The input:
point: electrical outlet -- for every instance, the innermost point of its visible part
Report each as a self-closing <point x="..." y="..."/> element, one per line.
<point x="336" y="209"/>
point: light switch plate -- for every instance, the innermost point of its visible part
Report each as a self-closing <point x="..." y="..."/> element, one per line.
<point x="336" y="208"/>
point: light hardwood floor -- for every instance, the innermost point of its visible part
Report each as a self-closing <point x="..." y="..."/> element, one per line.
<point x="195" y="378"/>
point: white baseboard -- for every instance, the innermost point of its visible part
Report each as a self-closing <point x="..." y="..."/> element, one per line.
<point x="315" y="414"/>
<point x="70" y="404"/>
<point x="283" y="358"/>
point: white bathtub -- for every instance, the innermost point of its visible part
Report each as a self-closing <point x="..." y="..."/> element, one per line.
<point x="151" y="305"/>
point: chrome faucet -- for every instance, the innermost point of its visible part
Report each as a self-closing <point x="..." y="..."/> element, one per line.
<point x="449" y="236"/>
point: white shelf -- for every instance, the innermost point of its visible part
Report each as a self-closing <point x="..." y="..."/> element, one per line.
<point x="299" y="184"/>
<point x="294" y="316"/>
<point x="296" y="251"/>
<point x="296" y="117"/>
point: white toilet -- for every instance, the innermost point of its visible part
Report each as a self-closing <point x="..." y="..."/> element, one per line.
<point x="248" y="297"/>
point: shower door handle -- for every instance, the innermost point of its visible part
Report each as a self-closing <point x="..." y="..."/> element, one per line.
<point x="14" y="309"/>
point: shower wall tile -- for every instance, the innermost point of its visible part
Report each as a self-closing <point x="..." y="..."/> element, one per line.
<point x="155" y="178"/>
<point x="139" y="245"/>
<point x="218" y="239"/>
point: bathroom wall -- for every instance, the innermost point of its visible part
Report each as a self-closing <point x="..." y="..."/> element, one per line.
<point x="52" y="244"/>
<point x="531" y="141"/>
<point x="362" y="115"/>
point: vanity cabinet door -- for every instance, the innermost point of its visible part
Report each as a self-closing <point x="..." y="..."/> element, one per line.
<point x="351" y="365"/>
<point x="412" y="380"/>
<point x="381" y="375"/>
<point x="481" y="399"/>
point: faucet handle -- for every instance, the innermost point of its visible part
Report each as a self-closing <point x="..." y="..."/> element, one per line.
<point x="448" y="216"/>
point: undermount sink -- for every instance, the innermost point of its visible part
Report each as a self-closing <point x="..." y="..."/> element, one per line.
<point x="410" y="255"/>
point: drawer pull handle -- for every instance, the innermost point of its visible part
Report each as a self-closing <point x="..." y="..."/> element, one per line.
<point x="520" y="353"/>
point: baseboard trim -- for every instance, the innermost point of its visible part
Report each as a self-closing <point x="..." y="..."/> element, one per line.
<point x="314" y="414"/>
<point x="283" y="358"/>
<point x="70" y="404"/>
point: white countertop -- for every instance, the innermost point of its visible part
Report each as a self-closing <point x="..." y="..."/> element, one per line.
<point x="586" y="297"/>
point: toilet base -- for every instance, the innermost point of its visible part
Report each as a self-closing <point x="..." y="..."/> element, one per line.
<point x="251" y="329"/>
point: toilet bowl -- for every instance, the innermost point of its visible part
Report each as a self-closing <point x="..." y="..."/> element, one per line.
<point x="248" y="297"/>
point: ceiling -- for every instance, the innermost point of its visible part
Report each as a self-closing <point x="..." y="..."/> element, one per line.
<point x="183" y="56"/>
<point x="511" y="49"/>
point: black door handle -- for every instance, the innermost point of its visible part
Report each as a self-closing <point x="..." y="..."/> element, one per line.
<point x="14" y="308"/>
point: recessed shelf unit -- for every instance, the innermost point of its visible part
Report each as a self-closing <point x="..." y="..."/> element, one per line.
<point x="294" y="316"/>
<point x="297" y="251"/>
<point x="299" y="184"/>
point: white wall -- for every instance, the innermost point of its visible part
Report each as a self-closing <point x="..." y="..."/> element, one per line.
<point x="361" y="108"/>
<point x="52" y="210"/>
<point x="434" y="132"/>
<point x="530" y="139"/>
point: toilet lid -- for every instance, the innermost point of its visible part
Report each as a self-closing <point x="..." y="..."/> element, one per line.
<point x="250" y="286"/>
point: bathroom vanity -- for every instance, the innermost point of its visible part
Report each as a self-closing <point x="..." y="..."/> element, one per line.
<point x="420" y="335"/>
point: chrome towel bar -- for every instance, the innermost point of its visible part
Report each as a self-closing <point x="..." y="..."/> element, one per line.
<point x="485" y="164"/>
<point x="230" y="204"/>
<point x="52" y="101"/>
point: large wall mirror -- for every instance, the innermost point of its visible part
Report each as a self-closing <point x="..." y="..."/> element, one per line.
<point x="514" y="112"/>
...
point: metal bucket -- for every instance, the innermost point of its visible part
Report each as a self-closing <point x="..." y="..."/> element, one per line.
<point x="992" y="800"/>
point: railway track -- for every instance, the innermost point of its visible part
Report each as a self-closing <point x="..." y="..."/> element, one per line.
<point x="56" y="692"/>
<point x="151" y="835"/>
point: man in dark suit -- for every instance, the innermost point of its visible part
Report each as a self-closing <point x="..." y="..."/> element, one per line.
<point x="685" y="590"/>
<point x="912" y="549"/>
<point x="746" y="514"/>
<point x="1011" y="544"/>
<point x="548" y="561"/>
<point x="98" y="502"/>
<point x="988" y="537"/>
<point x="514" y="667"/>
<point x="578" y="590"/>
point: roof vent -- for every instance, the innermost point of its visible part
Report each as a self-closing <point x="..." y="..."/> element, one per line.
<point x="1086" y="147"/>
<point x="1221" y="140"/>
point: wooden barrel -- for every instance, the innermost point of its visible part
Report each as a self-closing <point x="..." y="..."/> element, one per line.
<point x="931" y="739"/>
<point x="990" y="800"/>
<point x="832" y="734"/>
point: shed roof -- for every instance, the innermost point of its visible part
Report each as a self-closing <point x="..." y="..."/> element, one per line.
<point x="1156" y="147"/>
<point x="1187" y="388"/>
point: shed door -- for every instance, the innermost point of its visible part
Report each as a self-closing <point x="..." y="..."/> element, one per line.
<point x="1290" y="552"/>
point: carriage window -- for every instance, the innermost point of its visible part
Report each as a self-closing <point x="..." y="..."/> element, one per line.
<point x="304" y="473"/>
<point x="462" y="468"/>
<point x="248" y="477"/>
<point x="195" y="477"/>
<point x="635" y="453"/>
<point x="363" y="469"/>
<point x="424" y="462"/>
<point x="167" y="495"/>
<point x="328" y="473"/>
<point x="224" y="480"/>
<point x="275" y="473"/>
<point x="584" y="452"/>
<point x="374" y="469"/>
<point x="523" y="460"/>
--
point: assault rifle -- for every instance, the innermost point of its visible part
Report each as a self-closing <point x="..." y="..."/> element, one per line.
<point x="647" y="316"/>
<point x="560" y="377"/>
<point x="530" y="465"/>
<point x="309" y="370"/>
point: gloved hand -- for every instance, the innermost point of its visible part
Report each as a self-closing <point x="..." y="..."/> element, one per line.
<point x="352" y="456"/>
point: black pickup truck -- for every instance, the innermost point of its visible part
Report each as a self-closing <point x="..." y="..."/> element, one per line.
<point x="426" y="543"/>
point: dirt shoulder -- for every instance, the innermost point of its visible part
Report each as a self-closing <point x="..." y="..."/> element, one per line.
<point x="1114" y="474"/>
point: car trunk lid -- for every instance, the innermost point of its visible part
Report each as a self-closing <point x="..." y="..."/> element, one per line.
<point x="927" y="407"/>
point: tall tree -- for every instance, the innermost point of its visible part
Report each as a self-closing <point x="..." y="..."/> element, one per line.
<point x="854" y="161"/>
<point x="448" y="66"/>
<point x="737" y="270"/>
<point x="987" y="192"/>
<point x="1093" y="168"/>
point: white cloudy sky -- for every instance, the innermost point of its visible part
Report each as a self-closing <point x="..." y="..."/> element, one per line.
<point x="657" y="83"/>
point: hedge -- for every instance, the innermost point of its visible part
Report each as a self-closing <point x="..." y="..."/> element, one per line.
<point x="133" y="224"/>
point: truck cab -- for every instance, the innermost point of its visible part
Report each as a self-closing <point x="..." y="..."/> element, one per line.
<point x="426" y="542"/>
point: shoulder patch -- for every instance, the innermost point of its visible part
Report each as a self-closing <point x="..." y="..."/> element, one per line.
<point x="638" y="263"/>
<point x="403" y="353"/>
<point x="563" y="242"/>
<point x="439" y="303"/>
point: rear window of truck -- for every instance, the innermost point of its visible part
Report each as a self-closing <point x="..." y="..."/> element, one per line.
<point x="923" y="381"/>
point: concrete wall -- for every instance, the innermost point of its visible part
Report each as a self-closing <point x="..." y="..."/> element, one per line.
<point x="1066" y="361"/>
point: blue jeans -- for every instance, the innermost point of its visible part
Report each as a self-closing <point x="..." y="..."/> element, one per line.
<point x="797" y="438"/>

What the task requires: Above are the records; from them, give again exactly the lines from the one containing "point: railway track" through the one containing "point: man in", both included.

Answer section:
point: railway track -- for every instance, the innermost point of its visible part
Report each as a self-closing <point x="..." y="..."/> element, one per line.
<point x="56" y="692"/>
<point x="151" y="835"/>
point: man in dark suit -- for every instance, the innermost point of its visible part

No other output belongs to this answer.